:: Exercise passage ::

* * * * * * *

I remember the day my father told me he was finally off all his medications. I knew he still had some pretty serious health issues, so I was fairly certain his doctor hadn’t taken him off everything. “What happened?” I asked.
“I was feeling so bad from the drugs I just flushed them all down the toilet and I feel better already,” he said.
I know I did that once. I was offered a drug to solve a pesky but not serious problem, and about a week after taking the medication, I realized it was making me dizzy. I stopped. To be frank, since the drug was really optional, I never even told my doctor.
Health providers call the practice of stopping our medications being “non-adherent.” No one is too sure how many people end up dumping their medications or just stop taking them regularly. Some people never pick up their prescriptions, sometimes because of the cost, but also because they don’t like the idea of taking medicine, the drugs make them feel “old” or “sick,” or they simply don’t want to be bothered. Many people feel the benefits don’t outweigh the side effects.
Here are a few things you can do when you’re feeling sidelined by side effects:
- When your physician recommends that you take a drug, always ask whether there may be another way to treat your condition. For example, if your blood pressure is a little high, explore whether you might go on a weight loss or stress management program and check back in a few months to see if the medication is still needed.
- Ask about the side effects of the drug before you start taking a medication. If you don’t like what you hear, ask whether there may be other medications without those potential problems.

* * * * * * *

:: Given data ::
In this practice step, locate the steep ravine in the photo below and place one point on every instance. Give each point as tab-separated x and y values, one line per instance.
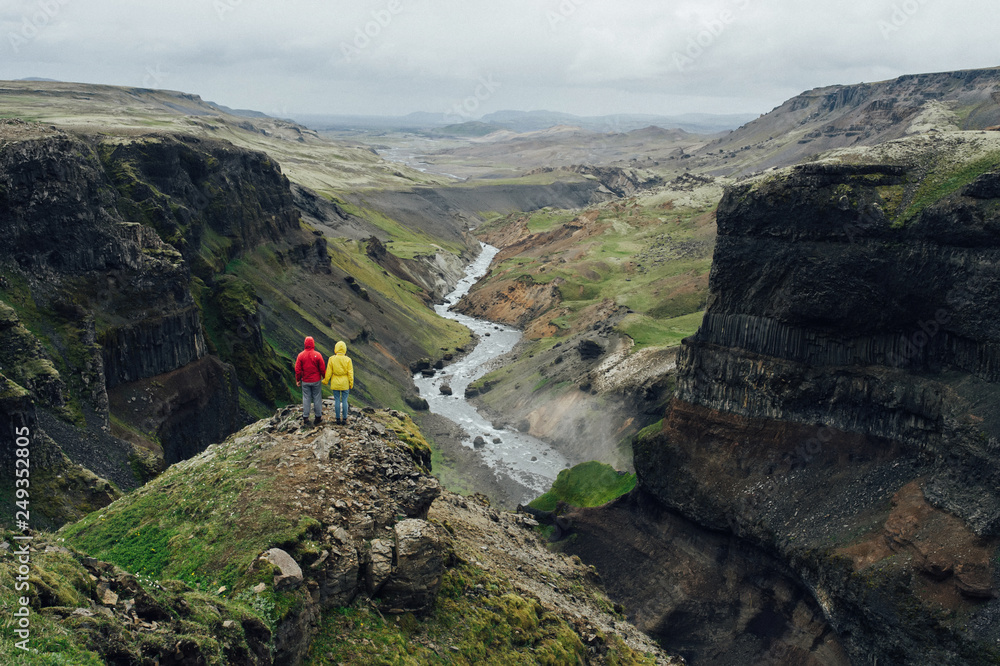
155	288
834	433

* * * * * * *

:: Exercises to complete ::
1. Reproduce the stretch of the passage on stopping medications from "Health providers call" through "the side effects.".
2. In the passage on stopping medications, what term do health providers use for the practice of stopping one's medications?
3. Extend the passage on stopping medications, picking up after its final sentence.
The lines aren't needed for any of this.

:: Replies ::
1.
Health providers call the practice of stopping our medications being “non-adherent.” No one is too sure how many people end up dumping their medications or just stop taking them regularly. Some people never pick up their prescriptions, sometimes because of the cost, but also because they don’t like the idea of taking medicine, the drugs make them feel “old” or “sick,” or they simply don’t want to be bothered. Many people feel the benefits don’t outweigh the side effects.

2. They call it being "non-adherent."

3.
- If you begin feeling side effects you don’t like — such as anything from a dry mouth to dizziness, nausea, a dry cough, fatigue, etc. — tell your doctor. Ask whether a different drug or a lower dose might give you the benefit without the side effects.
- If you decide you need to stop taking a drug, tell your physician. He or she may have ideas about other approaches you can take to your problem. Ask whether your problem can be monitored while you’re off the drug to see if you still need the treatment.
- Make sure you’re taking the drug properly, such as at the right time of day, with meals, on an empty stomach, etc. Sometimes when and how you take a medication can decrease the side effects you feel.
Almost everything in health care is a balance between the benefits and the risks, weighing the potential positive impact on your health against any discomfort and downsides. Side effects are no different. Just be sure you’re making a decision that will actually contribute to your well being and not derail it.